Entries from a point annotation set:

══════

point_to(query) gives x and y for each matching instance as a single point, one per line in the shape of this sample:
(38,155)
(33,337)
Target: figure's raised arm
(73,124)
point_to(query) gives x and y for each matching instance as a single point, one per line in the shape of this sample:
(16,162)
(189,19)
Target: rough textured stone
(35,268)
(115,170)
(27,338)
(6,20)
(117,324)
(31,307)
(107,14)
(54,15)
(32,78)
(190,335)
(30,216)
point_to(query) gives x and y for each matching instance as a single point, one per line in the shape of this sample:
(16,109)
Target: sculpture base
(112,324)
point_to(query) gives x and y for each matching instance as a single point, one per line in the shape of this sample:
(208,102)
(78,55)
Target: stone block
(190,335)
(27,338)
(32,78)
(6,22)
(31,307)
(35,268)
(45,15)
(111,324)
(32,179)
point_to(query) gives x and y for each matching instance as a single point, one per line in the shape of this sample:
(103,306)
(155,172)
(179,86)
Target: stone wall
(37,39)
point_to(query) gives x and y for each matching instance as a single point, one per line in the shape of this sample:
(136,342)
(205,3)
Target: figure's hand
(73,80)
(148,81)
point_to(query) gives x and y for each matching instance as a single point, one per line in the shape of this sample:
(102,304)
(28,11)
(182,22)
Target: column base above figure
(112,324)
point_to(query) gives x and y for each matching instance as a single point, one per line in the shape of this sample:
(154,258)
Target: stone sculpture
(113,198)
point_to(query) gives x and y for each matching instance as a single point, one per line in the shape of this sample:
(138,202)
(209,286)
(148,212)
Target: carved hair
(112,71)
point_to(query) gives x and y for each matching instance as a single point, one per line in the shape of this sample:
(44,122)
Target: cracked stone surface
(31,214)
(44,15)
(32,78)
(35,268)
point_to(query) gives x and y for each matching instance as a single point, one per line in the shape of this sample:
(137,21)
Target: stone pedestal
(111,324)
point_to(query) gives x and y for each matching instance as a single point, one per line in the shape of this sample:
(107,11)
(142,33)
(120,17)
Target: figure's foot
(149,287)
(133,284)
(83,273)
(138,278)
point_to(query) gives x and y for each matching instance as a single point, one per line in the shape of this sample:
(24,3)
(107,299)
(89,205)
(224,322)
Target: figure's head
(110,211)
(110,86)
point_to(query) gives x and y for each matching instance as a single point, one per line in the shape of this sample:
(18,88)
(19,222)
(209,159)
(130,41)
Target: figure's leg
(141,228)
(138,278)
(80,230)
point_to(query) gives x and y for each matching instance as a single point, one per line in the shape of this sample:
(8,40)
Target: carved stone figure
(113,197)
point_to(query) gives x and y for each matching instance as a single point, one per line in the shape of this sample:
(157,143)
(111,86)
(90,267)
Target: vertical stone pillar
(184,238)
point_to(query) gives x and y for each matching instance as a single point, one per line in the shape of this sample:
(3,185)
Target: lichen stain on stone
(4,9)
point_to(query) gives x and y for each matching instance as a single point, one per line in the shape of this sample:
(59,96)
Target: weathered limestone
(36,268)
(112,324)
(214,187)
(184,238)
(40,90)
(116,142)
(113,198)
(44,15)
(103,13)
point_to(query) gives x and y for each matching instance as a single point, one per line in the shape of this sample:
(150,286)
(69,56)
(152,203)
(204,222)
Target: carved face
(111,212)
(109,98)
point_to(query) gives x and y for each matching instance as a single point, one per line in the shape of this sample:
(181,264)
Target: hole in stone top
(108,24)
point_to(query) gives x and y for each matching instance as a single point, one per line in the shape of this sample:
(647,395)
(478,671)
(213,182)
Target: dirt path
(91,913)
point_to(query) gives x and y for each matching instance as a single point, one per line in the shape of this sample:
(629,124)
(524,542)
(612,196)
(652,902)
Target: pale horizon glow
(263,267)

══════

Aim of the task:
Each entry above is to be quoted exactly.

Solution below:
point_to(query) gives x and y for each matching instance as a single point, one per line in the shape of this sample:
(38,155)
(33,337)
Target: figure's raised arm
(73,124)
point_to(query) gives x and y for each matching instance as a single point, one per line in the shape of this sample:
(16,162)
(189,19)
Target: rough textured stone
(35,268)
(115,170)
(27,338)
(6,20)
(117,324)
(31,307)
(107,14)
(54,15)
(32,78)
(190,335)
(30,216)
point_to(query) gives x and y for each matching instance as a single point, one per line in the shape of this sample:
(16,109)
Target: sculpture base
(112,324)
point_to(query) gives x and y for each matching instance as a single point, one per line in the shape of this sample:
(208,102)
(78,55)
Target: stone block
(190,335)
(27,338)
(32,78)
(6,22)
(31,307)
(35,268)
(45,15)
(111,324)
(32,179)
point_to(query) gives x and y for each matching instance as a single point, one per line in the shape of this sample:
(103,306)
(155,172)
(179,86)
Target: stone wall
(37,39)
point_to(query) gives x and y for each matching instance as a single point, one per line in the shape of this sample:
(136,342)
(205,3)
Target: figure's hand
(73,80)
(148,81)
point_to(query) gives x and y for each matching instance as a single point, one per line in the shape of this sample:
(102,304)
(28,11)
(182,22)
Target: column base above figure
(112,324)
point_to(query) gives x and y for each matching instance as a single point, one per line in the shape of this sample:
(154,258)
Target: stone sculpture
(113,198)
point_to(query) gives x and y for each matching instance as a single point, one per line in the shape of this sample:
(138,202)
(209,286)
(148,212)
Target: carved hair
(112,71)
point_to(query) gives x and y for each matching instance as a single point, one per line in the shape of this sample:
(44,122)
Target: cracked stone surface
(31,214)
(44,15)
(32,78)
(35,268)
point_to(query) gives x and y for each matching instance as a single point, one per line in the shape of this sample:
(137,21)
Target: stone pedestal
(111,324)
point_to(query) gives x and y for each matching instance as a single point, one per line in the shape of this sample:
(107,11)
(142,33)
(120,17)
Target: figure's foot
(149,287)
(133,284)
(83,273)
(138,278)
point_to(query) gives x and y for each matching instance as a single point, one per line in the shape of this sample:
(24,3)
(107,299)
(89,205)
(224,322)
Target: figure's head
(110,211)
(110,86)
point_to(query) gives x and y for each matching instance as a single point, one per line in the shape of this sample:
(18,88)
(19,222)
(209,159)
(130,41)
Target: figure's leg
(141,228)
(138,278)
(80,230)
point_to(query) gives x and y for each matching instance as a single point, one per line in the shape of this sample:
(8,40)
Target: carved stone figure
(113,197)
point_to(query) gives x and y for each matching instance as a single point, one per line in the shape of this sample:
(157,143)
(111,86)
(90,267)
Target: vertical stone pillar
(184,238)
point_to(query) gives x and y for each matching instance as a single point, one per line in the shape of this sample:
(3,185)
Target: lichen stain on stone
(4,9)
point_to(query) gives x and y for each matching instance as a single point, one per line in the shape of this sample:
(59,96)
Target: weathered limestone
(36,268)
(112,324)
(214,187)
(184,238)
(40,90)
(116,142)
(113,198)
(44,15)
(103,13)
point_to(query) gives x and y for each matching instance as a single point, one per line in the shape of this sample:
(150,286)
(69,56)
(152,203)
(204,222)
Target: carved face
(111,212)
(109,98)
point_to(query) gives x and y for each matching instance as a single point, one per line in the shape of this sample:
(181,264)
Target: hole in stone top
(108,24)
point_to(query) gives x and y for each matching instance as a single point, one per line in the shape of this sample:
(647,395)
(478,671)
(213,182)
Target: dirt path
(91,913)
point_to(query) gives x and y for each matching instance as a single point, one per line in the shape of this sample:
(629,124)
(524,542)
(612,196)
(652,902)
Target: pale horizon glow
(263,267)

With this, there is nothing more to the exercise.